Collection entries
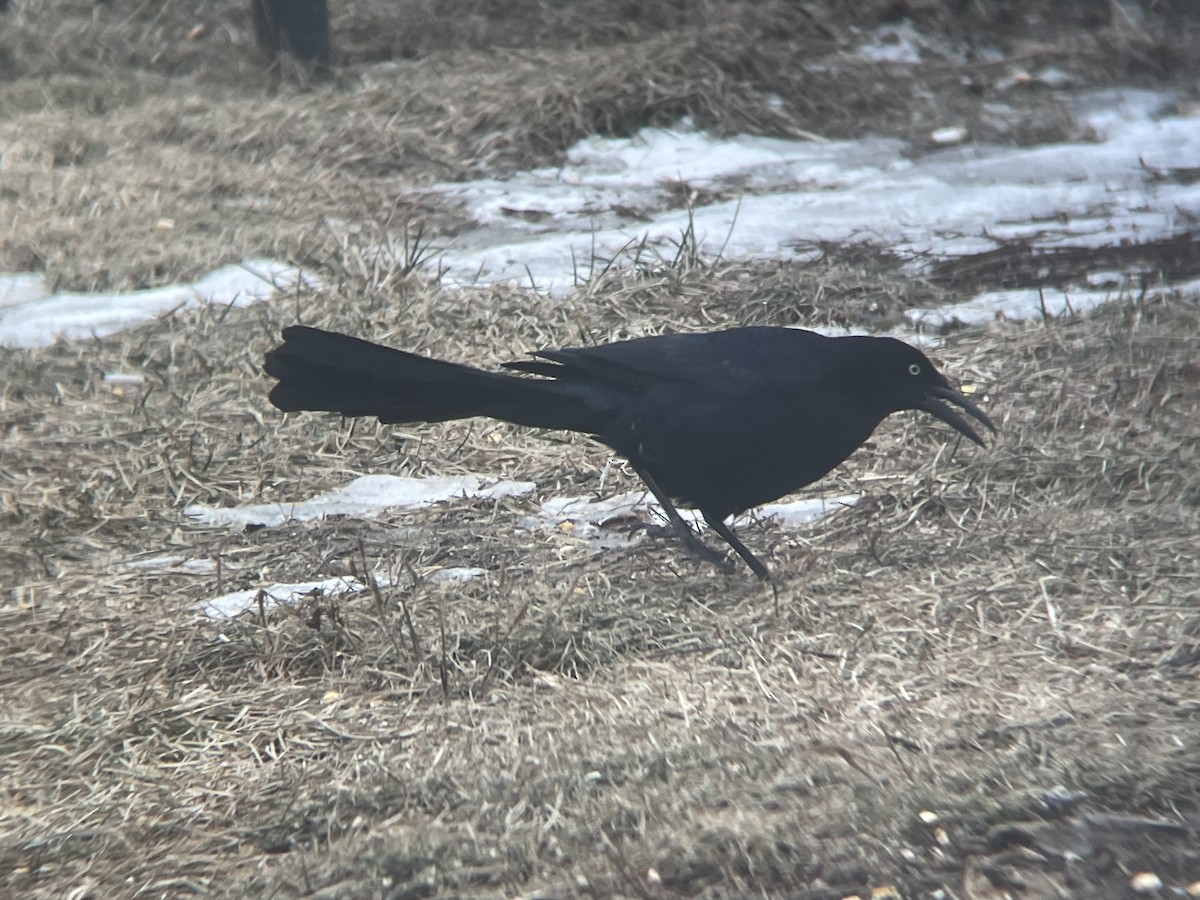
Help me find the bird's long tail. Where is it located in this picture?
[264,325,596,433]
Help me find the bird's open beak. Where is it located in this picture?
[920,385,996,446]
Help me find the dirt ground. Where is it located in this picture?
[0,0,1200,900]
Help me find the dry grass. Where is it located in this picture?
[0,1,1200,900]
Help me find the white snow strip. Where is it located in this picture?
[905,278,1200,329]
[184,475,535,527]
[126,556,217,574]
[753,493,859,528]
[104,372,146,384]
[198,575,372,619]
[196,566,487,619]
[0,259,317,347]
[420,91,1200,294]
[540,491,858,528]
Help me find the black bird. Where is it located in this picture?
[265,325,995,578]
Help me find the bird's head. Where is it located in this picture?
[851,337,996,446]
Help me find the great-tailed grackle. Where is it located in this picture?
[265,325,995,578]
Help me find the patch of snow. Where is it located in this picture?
[104,372,146,384]
[540,491,858,528]
[198,575,372,619]
[753,493,859,528]
[125,556,217,574]
[184,475,535,527]
[0,259,317,347]
[905,278,1200,329]
[857,19,928,64]
[420,91,1200,294]
[196,566,487,619]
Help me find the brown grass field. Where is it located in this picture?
[0,0,1200,900]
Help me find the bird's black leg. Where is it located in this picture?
[700,510,772,581]
[634,464,737,570]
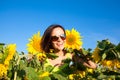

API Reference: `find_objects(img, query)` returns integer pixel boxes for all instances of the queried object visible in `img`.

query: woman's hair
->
[40,24,65,53]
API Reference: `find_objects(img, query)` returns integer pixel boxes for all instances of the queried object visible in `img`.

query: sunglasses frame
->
[51,34,66,41]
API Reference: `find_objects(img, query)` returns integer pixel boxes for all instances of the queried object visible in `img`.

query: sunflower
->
[27,32,42,54]
[65,28,83,50]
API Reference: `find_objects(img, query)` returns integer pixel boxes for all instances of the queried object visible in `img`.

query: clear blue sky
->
[0,0,120,52]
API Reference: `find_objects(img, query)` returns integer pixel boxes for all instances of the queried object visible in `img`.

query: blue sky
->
[0,0,120,53]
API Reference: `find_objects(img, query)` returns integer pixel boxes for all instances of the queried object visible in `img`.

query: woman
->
[41,24,96,68]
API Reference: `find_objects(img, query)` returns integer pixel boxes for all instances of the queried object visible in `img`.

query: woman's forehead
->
[51,27,64,35]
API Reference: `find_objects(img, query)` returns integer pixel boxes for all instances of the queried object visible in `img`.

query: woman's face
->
[51,27,66,51]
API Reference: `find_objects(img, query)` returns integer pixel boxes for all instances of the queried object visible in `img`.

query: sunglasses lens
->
[51,34,66,41]
[60,35,66,40]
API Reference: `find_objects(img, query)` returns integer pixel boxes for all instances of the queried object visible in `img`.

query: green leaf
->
[46,53,58,59]
[0,43,5,51]
[25,67,39,80]
[102,53,107,60]
[51,73,67,80]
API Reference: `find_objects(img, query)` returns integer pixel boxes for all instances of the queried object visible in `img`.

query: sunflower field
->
[0,28,120,80]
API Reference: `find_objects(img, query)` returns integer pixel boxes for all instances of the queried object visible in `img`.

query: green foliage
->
[0,39,120,80]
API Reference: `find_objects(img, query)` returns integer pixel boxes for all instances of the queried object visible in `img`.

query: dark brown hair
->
[40,24,65,53]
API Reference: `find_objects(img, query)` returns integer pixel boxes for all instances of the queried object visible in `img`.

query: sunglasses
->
[51,34,66,41]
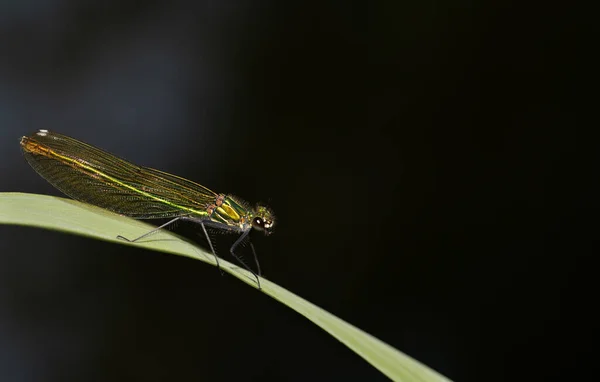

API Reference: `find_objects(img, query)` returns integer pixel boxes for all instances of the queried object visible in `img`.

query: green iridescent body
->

● **Work to be completed**: Update the lines above by replacing "Help me find" with "Show me" everywhere it appears, keeping everything else the same. Don't include the pictures in your answer.

● **Result below**:
Show me the bird's long tail. Where is it located in this picture?
[264,325,596,433]
Show me the bird's open beak. Where is it located in this picture?
[920,385,996,446]
Show me the dirt ground. Where is it located in this picture?
[0,0,1200,900]
Show me the dry grass. Where is it located in this picture?
[0,1,1200,900]
Show me the white snow strip. Where is it located in this picture?
[905,278,1200,329]
[184,475,535,527]
[126,556,217,574]
[753,493,859,528]
[104,372,146,384]
[198,575,372,619]
[196,566,487,619]
[0,259,317,347]
[420,91,1200,294]
[540,491,858,528]
Show me the black bird. Where is it located in this picture?
[265,325,995,578]
Show me the bird's head. Where is it located in this picture?
[851,337,996,446]
Show me the great-tailed grackle. Where is it located in this picture?
[265,325,995,578]
Show me the patch of snow. Where is it located in this picture?
[104,372,146,384]
[540,491,858,528]
[198,575,372,619]
[753,493,859,528]
[125,556,217,574]
[184,475,535,527]
[0,259,317,347]
[905,278,1200,329]
[857,19,928,64]
[420,91,1200,294]
[196,566,487,619]
Show me the brown grass field. Where is it located in this picture?
[0,0,1200,900]
Show me the bird's black leg. Where is it located in this picture?
[700,510,772,581]
[634,464,737,570]

API Reference: `find_objects(img, query)` returns integer pixel boxes for all instances of the queried object visible in `img`.

query: woman's hair
->
[40,24,65,53]
API Reference: `find_objects(img, query)` returns integer pixel boxes for all instances of the queried object visible in `img`.

query: sunglasses frame
->
[51,34,66,41]
API Reference: `find_objects(img, query)` returns integer pixel boxes for all instances of the queried object visible in `img`.

query: sunflower
->
[27,32,42,54]
[65,28,83,50]
API Reference: `find_objects(img, query)` returns integer pixel boxes for all instances of the queried object visible in `img`.

query: clear blue sky
->
[0,0,120,52]
API Reference: `find_objects(img, query)` returns integer pixel boxes for all instances of the queried object visible in `img`.

query: blue sky
->
[0,0,120,53]
API Reference: `find_objects(img, query)` returns integer pixel boxes for all instances of the queried object visible in `img`.

query: woman
->
[41,24,96,68]
API Reference: `find_objects(img, query)` returns integer pixel boxes for all instances of the queried object visible in `img`.

query: woman's forehead
->
[51,27,64,35]
API Reference: `find_objects(img, query)` returns integer pixel boxes for all instances of the queried object visible in `img`.

query: woman's face
->
[51,27,66,51]
API Reference: `find_objects(img, query)` returns integer pixel boxes for all instances of the queried object visible in `img`.

query: sunglasses lens
->
[51,34,66,41]
[60,35,66,40]
API Reference: `find_objects(img, query)` returns integer pixel boxes for all instances of the queried object visible in `img`.

query: green leaf
->
[46,53,58,59]
[0,43,5,51]
[25,67,39,80]
[102,53,107,60]
[51,73,67,80]
API Reference: `find_objects(img, query)` returns integer pixel boxes for all instances of the queried object visible in `img`.

query: sunflower field
->
[0,28,120,80]
API Reference: `find_objects(img, query)` returns integer pixel boxes for all instances of the queried object visible in `img`.

query: green foliage
->
[0,39,120,80]
API Reference: `find_objects(img, query)` returns integer pixel boxes for all instances of the queried object visible in `img`.

query: dark brown hair
->
[40,24,65,53]
API Reference: `find_objects(img, query)` returns integer pixel boxes for all instances of the queried object visible in `img`.

query: sunglasses
->
[51,34,66,41]

API Reference: `find_objects(img, query)` returns integer pixel boxes for all instances of the queried object visible in `img`.

query: green iridescent body
->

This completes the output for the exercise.